*** Opening Given text ***

The multidrug-resistant Candida auris, Candida haemulonii complex and phylogenetic related species: Insights into antifungal resistance mechanisms

Abstract

The rise of multidrug-resistant (MDR) fungal pathogens poses a serious global threat to human health. Of particular concern are Candida auris, the Candida haemulonii complex (which includes C. haemulonii sensu stricto, C. duobushaemulonii and C. haemulonii var. vulnera), and phylogenetically related species, including C. pseudohaemulonii and C. vulturna. These emerging, widespread, and opportunistic pathogens have drawn significant attention due to their reduced susceptibility to commonly used antifungal agents, particularly azoles and polyenes, and, in some cases, therapy-induced resistance to echinocandins. Notably, C. auris is classified in the critical priority group on the World Health Organization's fungal priority pathogens list, which highlights fungal species capable of causing systemic infections with significant mortality and morbidity risks as well as the challenges posed by their MDR profiles, limited treatment and management options. The mechanisms underlying antifungal resistance within these emerging fungal species is still being explored, but some advances have been achieved in the past few years. In this review, we compile current literature on the distribution of susceptible and resistant clinical strains of C. auris, C. haemulonii complex, C. pseudohaemulonii and C. vulturna across various antifungal classes, including azoles (fluconazole, voriconazole, itraconazole), polyenes (amphotericin B), echinocandins (caspofungin, micafungin, anidulafungin), and pyrimidine analogues (flucytosine). We also outline the main antifungal resistance mechanisms identified in planktonic cells of these yeast species. Finally, we explore the impact of biofilm formation, a classical virulence attribute of fungi, on antifungal resistance, highlighting the resistance mechanisms associated with this complex microbial structure that have been uncovered to date.

*** Closing Given text ***

Problem to work on ▸ List every individual antifungal drug named in the abstract above.

*** Opening Data for analysis ***

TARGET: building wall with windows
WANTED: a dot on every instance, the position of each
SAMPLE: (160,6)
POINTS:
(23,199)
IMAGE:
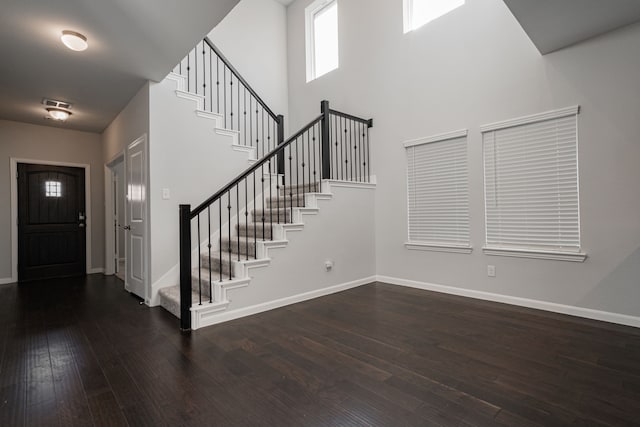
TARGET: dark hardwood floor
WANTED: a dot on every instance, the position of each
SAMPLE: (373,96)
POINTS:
(84,352)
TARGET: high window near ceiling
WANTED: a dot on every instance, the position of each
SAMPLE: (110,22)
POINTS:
(321,38)
(419,12)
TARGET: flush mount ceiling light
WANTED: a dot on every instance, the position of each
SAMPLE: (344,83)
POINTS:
(58,114)
(74,41)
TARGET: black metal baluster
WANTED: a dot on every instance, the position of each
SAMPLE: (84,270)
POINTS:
(314,158)
(231,98)
(255,229)
(220,234)
(368,157)
(209,247)
(290,185)
(347,151)
(199,266)
(189,72)
(270,200)
(204,78)
(262,196)
(229,222)
(360,174)
(195,67)
(224,93)
(303,166)
(334,173)
(297,173)
(237,216)
(246,218)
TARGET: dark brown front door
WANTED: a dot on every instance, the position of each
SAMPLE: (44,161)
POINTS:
(51,222)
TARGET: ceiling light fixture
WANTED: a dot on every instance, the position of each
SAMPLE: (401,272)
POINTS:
(74,41)
(58,114)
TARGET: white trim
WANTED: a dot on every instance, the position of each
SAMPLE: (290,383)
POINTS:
(436,138)
(548,115)
(347,184)
(270,305)
(588,313)
(423,246)
(310,43)
(109,240)
(535,254)
(14,208)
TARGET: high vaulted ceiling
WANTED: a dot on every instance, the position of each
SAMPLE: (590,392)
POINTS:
(556,24)
(130,42)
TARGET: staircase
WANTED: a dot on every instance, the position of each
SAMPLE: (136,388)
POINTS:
(234,230)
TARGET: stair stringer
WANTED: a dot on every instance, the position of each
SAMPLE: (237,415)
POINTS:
(166,99)
(297,274)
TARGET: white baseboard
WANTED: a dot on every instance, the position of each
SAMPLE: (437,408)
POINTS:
(270,305)
(571,310)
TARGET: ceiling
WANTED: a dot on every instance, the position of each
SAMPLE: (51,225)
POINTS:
(556,24)
(130,42)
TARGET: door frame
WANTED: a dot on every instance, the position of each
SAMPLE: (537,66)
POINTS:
(109,241)
(108,202)
(14,209)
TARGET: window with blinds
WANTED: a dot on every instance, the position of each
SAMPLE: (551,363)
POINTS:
(438,193)
(531,185)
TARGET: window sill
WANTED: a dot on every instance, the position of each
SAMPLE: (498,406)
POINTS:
(529,253)
(419,246)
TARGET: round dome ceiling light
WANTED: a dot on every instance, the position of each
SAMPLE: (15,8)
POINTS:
(74,41)
(58,114)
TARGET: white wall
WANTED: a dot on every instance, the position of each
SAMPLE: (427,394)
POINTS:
(339,233)
(129,125)
(253,36)
(27,141)
(190,160)
(476,66)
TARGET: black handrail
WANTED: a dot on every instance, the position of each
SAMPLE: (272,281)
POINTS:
(209,74)
(334,145)
(226,62)
(252,169)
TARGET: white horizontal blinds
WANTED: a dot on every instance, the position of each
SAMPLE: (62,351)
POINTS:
(438,192)
(531,185)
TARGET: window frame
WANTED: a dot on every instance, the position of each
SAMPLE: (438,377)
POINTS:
(523,251)
(311,11)
(436,246)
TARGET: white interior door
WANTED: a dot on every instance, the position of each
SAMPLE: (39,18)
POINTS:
(136,217)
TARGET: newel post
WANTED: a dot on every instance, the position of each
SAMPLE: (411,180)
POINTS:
(326,148)
(185,267)
(280,161)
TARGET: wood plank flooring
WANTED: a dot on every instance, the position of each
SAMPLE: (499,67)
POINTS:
(85,352)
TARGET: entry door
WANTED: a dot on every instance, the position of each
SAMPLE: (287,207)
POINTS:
(51,222)
(135,217)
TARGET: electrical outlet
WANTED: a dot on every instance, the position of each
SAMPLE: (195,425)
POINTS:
(491,270)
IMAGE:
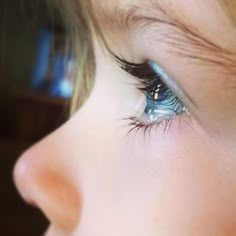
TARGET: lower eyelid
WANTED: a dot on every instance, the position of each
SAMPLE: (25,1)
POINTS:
(140,106)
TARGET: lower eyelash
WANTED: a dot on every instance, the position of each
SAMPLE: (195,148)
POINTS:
(136,126)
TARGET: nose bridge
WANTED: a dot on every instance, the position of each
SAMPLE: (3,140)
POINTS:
(43,179)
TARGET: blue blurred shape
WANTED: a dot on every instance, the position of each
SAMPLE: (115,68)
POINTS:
(42,58)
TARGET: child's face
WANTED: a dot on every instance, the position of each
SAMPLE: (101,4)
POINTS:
(97,176)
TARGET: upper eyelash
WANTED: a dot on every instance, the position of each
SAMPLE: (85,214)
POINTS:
(143,72)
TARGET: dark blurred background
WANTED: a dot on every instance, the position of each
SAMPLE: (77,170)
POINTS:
(34,98)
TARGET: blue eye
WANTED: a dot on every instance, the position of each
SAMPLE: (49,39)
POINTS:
(161,102)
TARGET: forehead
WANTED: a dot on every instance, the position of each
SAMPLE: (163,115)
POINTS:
(211,18)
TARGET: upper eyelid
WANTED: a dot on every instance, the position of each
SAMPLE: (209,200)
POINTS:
(135,69)
(185,40)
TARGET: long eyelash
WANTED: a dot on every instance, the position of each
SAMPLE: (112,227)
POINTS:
(148,78)
(143,72)
(137,126)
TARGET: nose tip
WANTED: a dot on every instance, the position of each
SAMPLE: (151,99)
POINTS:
(21,177)
(43,184)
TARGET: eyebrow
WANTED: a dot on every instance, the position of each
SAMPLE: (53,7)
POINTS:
(186,40)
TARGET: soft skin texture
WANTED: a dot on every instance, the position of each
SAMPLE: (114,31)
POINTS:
(91,177)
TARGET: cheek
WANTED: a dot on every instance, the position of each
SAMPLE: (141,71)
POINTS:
(182,181)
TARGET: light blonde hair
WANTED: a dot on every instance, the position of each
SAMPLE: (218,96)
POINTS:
(78,25)
(79,19)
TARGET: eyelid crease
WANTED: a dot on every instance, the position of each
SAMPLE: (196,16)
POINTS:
(148,71)
(185,39)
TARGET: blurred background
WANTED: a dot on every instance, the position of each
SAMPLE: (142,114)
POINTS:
(35,90)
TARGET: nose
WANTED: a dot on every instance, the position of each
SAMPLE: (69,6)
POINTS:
(42,179)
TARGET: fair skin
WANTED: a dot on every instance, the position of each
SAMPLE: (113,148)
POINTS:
(91,177)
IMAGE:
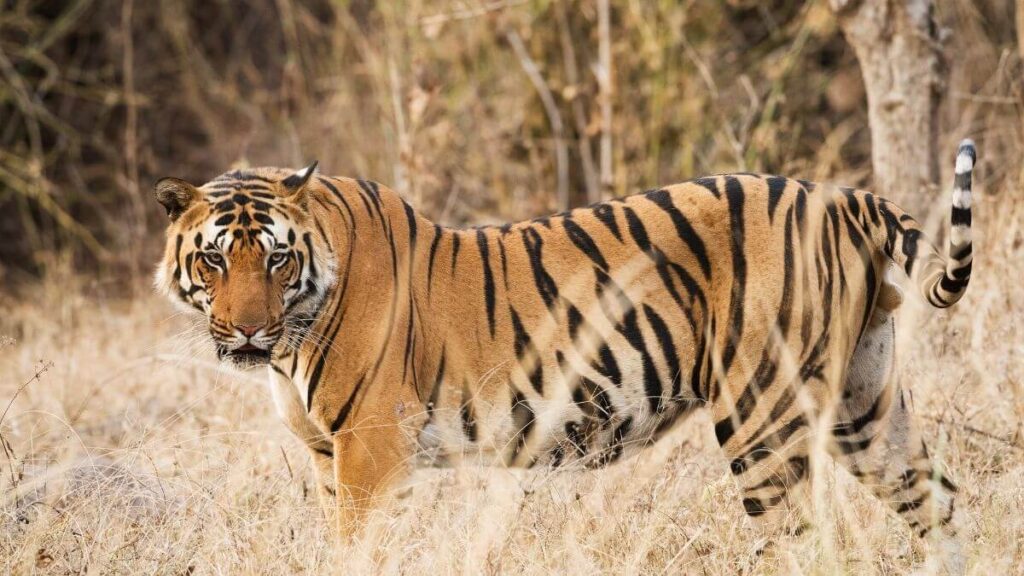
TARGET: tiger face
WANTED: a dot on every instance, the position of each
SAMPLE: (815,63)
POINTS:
(241,251)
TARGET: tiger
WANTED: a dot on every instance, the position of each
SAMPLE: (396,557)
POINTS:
(574,340)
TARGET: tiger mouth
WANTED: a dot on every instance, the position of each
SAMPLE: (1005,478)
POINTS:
(246,356)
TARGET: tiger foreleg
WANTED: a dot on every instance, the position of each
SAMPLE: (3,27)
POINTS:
(771,468)
(368,462)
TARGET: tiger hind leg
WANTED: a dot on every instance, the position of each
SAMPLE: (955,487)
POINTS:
(772,468)
(876,439)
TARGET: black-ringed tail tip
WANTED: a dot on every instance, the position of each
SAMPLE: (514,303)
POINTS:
(960,252)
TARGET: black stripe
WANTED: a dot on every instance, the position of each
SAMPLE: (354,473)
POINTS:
(606,213)
(683,229)
(709,182)
(630,329)
(433,252)
(468,416)
(585,243)
(668,347)
(346,409)
(522,420)
(775,187)
(546,286)
(960,216)
(456,243)
(734,196)
(488,279)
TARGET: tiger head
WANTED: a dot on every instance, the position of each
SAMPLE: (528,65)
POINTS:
(242,250)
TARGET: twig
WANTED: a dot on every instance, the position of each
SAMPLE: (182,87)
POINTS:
(554,117)
(470,13)
(590,174)
(604,82)
(43,367)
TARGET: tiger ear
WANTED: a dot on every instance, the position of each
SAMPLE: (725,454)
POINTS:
(296,183)
(176,196)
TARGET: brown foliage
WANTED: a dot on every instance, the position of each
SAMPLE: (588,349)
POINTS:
(99,97)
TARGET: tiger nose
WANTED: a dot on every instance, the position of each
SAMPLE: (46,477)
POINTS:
(248,329)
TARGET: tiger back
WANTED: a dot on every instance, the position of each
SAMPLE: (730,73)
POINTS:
(578,338)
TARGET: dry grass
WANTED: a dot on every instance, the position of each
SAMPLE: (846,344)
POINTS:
(127,450)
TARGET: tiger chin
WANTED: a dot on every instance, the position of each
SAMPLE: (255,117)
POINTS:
(576,340)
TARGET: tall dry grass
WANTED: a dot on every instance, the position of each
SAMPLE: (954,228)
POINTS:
(128,450)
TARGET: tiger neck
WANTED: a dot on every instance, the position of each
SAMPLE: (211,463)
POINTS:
(374,328)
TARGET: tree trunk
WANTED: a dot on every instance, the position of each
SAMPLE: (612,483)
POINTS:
(897,45)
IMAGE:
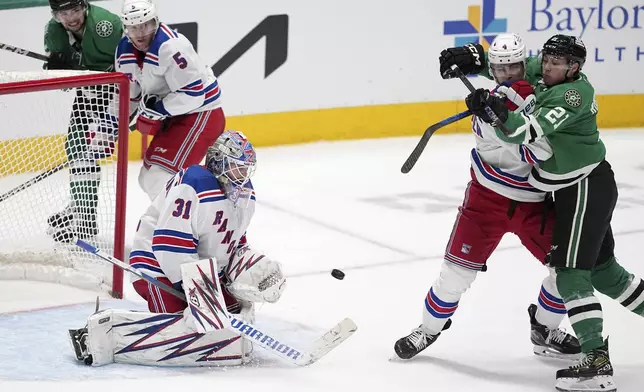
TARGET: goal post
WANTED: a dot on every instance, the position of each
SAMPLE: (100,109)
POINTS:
(63,174)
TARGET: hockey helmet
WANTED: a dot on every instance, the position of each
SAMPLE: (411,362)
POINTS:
(135,12)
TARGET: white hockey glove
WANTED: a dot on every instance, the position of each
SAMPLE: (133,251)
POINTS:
(254,277)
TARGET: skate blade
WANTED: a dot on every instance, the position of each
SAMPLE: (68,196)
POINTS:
(594,384)
(547,352)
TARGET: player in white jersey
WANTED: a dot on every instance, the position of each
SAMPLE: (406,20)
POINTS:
(202,214)
(498,200)
(176,94)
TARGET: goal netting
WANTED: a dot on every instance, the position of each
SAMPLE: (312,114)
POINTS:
(63,170)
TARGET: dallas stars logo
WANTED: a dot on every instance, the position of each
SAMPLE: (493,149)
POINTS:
(104,28)
(573,98)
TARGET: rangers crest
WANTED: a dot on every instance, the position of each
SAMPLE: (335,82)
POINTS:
(573,98)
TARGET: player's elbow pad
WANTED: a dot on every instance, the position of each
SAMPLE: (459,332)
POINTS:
(254,277)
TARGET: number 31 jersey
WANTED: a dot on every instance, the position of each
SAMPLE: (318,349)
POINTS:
(170,70)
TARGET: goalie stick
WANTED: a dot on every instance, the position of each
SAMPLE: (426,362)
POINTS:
(34,180)
(496,122)
(24,52)
(323,345)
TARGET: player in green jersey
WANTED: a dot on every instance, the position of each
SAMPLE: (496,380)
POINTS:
(81,36)
(584,189)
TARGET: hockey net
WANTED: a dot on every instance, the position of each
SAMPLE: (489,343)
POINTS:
(63,172)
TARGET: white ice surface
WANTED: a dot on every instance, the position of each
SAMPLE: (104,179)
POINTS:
(346,205)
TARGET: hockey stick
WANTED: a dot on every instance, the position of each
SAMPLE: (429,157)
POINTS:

*** Closing Data for analysis ***

Response to the exercise ▸ Fluconazole, voriconazole, itraconazole, amphotericin B, caspofungin, micafungin, anidulafungin, flucytosine